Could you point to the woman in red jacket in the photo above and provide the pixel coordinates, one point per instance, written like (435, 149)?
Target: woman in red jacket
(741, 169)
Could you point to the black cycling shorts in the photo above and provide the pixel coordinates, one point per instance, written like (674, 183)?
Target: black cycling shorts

--------

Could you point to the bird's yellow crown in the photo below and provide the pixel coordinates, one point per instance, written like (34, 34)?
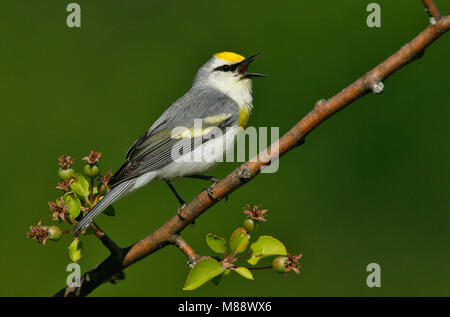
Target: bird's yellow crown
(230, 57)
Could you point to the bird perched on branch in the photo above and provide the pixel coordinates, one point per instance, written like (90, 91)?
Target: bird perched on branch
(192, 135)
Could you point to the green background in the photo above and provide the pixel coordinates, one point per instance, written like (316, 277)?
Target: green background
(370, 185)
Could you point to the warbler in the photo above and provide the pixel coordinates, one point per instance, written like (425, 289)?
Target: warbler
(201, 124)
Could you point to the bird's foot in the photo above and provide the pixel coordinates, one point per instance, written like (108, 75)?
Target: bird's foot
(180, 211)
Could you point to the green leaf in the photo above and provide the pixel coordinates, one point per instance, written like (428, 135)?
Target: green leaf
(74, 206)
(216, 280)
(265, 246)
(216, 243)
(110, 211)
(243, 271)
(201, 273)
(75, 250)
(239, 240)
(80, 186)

--------

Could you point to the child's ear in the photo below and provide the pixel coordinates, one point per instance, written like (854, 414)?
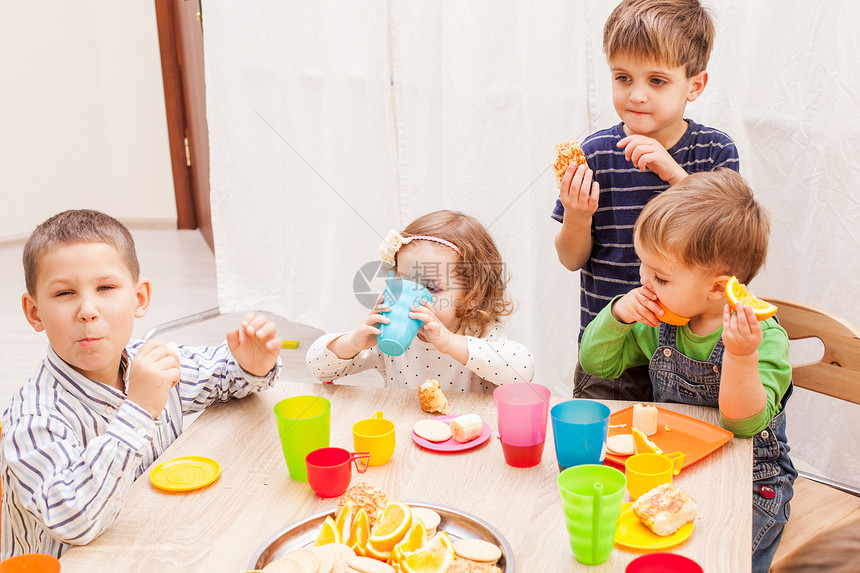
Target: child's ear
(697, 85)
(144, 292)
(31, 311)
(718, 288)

--------

◆ Written problem ◆
Render the lines of the entries, starting at the one containing "Could you point to the woman" and ending at the one containing "Target: black cycling shorts", as a Markdown table with the columns Row and Line. Number the rows in order and omit any blank lines.

◆ The reply ◆
| Row | Line |
|---|---|
| 1 | Could you point to the woman in red jacket in the photo above and provide the pixel coordinates, one point per instance, written like (435, 149)? |
| 2 | Target: woman in red jacket |
| 3 | (741, 169) |
| 4 | Could you point to the black cycling shorts in the photo above and provide the pixel coordinates, one point per instance, written like (674, 183)? |
| 5 | Target: black cycling shorts |